- **Kaynak belge**

Amerika’nın PYD’ye desteği nereye kadar?
İSTANBUL - Doç. Dr. Hasan Basri Yalçın
Türkiye’nin Afrin operasyonu için hazırlıklara başlaması Suriye sahnesinde tekrar hareketlenmeye neden oldu. Halihazırda Suriye iç savaşı bir anlamda alan hakimiyeti mücadelesine dönüştü. Her taraf kendi tuttuğu alanı tahkim etmeye çalışırken, Türkiye bir alanda temizlik yapmak peşinde.
Afrin uzun süredir Türkiye’nin öncelikli hedefi. Zira tam sınırda kurulmak istenen terör koridorunun son halkası. Türkiye bu koridoru Fırat Kalkanı’yla ortadan ikiye böldü. Batı tarafında Afrin kaldı. Tüm PYD bölgesi zaten Türkiye’nin hedefinde ama Afrin, şimdi en mümkün hedef haline dönüştü. Eğer stratejik anlamda düşünülecek olursa, Türkiye’nin Afrin’den önce hedef almak istediği başka bölgeler var. Hem Münbiç hem de Fırat’ın doğu kıyısı Türkiye için daha tercih edilir hedefler. Ancak şimdilik adım adım ilerleniyor. Fırat Kalkanı’yla koridor bölündü. İdlib operasyonuyla Afrin çembere alındı. Şimdi Afrin için teknik ve taktik hazırlıklar tamam. Geriye kalır diplomatik zemin.
Suriye iç savaşında çok fazla katılımcı var. Bu tür durumlarda girişilecek bir askeri operasyon, farklı aktörlerle karşı karşıya gelmeyi gerektirebilir. Türkiye için en önemli iki aktör Amerika ve Rusya. Bu nedenle Türkiye bu zemini de kontrol etmek zorunda.
Bu çerçevede Ankara nabız yoklayarak adım atıyor. Cumhurbaşkanı Erdoğan Türkiye’nin Afrin kararlılığını dile getirirken esasında tepkileri de ölçüyor. Görünen o ki, hem Amerika hem de Rusya çok memnun olmasa da, Afrin konusunda Türkiye’nin önüne geçecek gibi değiller.

[Bir koleksiyondan alınmış kayıtlar]
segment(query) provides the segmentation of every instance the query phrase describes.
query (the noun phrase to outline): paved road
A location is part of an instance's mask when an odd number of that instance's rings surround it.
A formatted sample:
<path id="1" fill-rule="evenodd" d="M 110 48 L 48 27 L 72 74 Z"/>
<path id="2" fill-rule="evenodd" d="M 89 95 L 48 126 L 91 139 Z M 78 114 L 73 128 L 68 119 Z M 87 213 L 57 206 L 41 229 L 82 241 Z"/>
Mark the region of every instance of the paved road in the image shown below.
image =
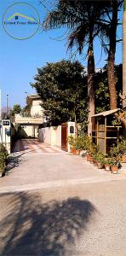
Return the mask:
<path id="1" fill-rule="evenodd" d="M 49 144 L 42 143 L 38 140 L 22 139 L 15 143 L 13 152 L 20 153 L 63 153 L 58 147 L 51 147 Z"/>
<path id="2" fill-rule="evenodd" d="M 126 255 L 124 167 L 112 175 L 61 151 L 14 154 L 19 166 L 0 179 L 0 255 Z"/>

- **Yazılı görev**
Afrin yazısını "Afrin uzun süredir" ifadesinden "kalır diplomatik zemin." ifadesine kadar yeniden yazın, ancak "Münbiç" yerine "Menbiç" kullanın.

- **Tamamlanan görev**
Afrin uzun süredir Türkiye’nin öncelikli hedefi. Zira tam sınırda kurulmak istenen terör koridorunun son halkası. Türkiye bu koridoru Fırat Kalkanı’yla ortadan ikiye böldü. Batı tarafında Afrin kaldı. Tüm PYD bölgesi zaten Türkiye’nin hedefinde ama Afrin, şimdi en mümkün hedef haline dönüştü. Eğer stratejik anlamda düşünülecek olursa, Türkiye’nin Afrin’den önce hedef almak istediği başka bölgeler var. Hem Menbiç hem de Fırat’ın doğu kıyısı Türkiye için daha tercih edilir hedefler. Ancak şimdilik adım adım ilerleniyor. Fırat Kalkanı’yla koridor bölündü. İdlib operasyonuyla Afrin çembere alındı. Şimdi Afrin için teknik ve taktik hazırlıklar tamam. Geriye kalır diplomatik zemin.